Rewrite the data below with every "Point out" changed to "Mark" and everything else left as it is. Omit the pictures from your answer.

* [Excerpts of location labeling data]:
%%

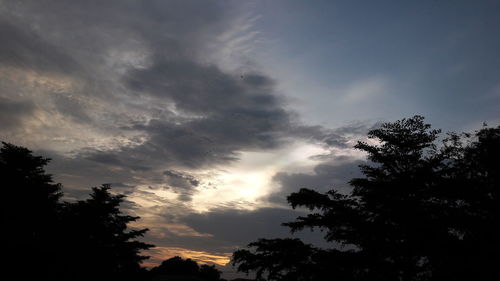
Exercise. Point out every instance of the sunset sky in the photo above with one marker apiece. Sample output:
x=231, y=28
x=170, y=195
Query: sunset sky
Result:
x=207, y=114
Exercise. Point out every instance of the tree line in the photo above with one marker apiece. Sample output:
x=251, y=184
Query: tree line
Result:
x=427, y=208
x=46, y=238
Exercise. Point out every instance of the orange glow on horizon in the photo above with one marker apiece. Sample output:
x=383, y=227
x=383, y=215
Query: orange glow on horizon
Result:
x=159, y=254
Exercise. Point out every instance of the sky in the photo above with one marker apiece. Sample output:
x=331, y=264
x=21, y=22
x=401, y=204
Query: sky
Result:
x=207, y=114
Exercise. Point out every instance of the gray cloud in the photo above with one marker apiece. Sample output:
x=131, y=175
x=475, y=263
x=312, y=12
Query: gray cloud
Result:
x=235, y=228
x=12, y=112
x=333, y=175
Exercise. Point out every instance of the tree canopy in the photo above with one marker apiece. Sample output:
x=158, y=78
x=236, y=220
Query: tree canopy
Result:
x=46, y=238
x=422, y=211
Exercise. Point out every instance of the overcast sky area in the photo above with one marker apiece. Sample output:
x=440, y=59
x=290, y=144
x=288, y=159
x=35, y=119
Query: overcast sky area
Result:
x=207, y=114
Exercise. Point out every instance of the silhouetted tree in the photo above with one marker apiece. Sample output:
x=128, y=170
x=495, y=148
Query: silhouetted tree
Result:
x=46, y=239
x=177, y=268
x=29, y=207
x=99, y=245
x=420, y=212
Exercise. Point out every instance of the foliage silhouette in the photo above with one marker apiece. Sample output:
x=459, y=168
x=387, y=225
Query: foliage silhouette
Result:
x=55, y=240
x=100, y=245
x=184, y=269
x=420, y=213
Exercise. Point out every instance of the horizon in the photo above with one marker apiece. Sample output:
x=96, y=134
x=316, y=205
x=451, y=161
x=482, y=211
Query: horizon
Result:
x=206, y=115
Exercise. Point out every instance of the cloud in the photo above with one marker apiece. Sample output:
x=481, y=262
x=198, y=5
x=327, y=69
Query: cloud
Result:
x=128, y=93
x=13, y=112
x=334, y=174
x=365, y=90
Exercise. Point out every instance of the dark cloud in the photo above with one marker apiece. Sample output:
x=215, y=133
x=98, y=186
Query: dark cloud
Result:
x=12, y=112
x=25, y=48
x=327, y=176
x=236, y=228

%%

* [Answer to the problem]:
Exercise. Mark every instance of the sunset sky in the photo above with one marker apiece. Sample output:
x=231, y=28
x=170, y=195
Query: sunset sky
Result:
x=207, y=114
Exercise. Mark every instance of the tree line in the photo above with one marker apiece. Sample output:
x=251, y=184
Query: tree line
Result:
x=427, y=208
x=46, y=238
Exercise. Mark every instance of the orange glow on horizon in the photo above with one marker apiece. Sample output:
x=383, y=227
x=383, y=215
Query: orange glow on horizon
Result:
x=159, y=254
Exercise. Mark every instance of the sky in the photo above with one marker apiece. Sample output:
x=331, y=264
x=21, y=22
x=401, y=204
Query: sky
Result:
x=207, y=114
Exercise. Mark every instance of the gray cloud in the photo above with one marker apiece. Sample output:
x=131, y=175
x=475, y=263
x=312, y=12
Query: gray cloud
Result:
x=235, y=228
x=12, y=112
x=333, y=175
Exercise. Mark every instance of the tree canopy in the photo above with one marker apiece. Sample output:
x=158, y=78
x=236, y=220
Query: tree canopy
Result:
x=46, y=238
x=422, y=211
Exercise. Mark every instance of the overcast sky area in the photo above with one marker apiece. Sample output:
x=440, y=59
x=290, y=144
x=288, y=159
x=35, y=119
Query: overcast sky area
Result:
x=207, y=114
Exercise. Mark every instance of the silhouetted tree in the photo above with one marker apiece. Sample output:
x=128, y=170
x=495, y=148
Query: silhouetted tree
Result:
x=46, y=239
x=177, y=268
x=29, y=207
x=99, y=245
x=420, y=212
Exercise. Mark every instance of the foliage silhouette in the photo above with one marker apiece. Sample output:
x=459, y=168
x=387, y=225
Query: foliage silhouette
Result:
x=55, y=240
x=100, y=245
x=184, y=269
x=420, y=213
Exercise. Mark every instance of the horizon in the photo above with one marker apiece. Sample output:
x=96, y=134
x=316, y=205
x=451, y=161
x=482, y=211
Query: horizon
Result:
x=206, y=115
Exercise. Mark every instance of the cloud in the photo above with one marker apiece. Sample output:
x=481, y=262
x=198, y=5
x=327, y=69
Query: cloud
Result:
x=128, y=93
x=13, y=112
x=334, y=174
x=365, y=90
Exercise. Mark every instance of the dark cloud in the photo above with one marker apiece. Sample output:
x=215, y=133
x=98, y=186
Query: dark cloud
Result:
x=12, y=112
x=25, y=48
x=327, y=176
x=236, y=228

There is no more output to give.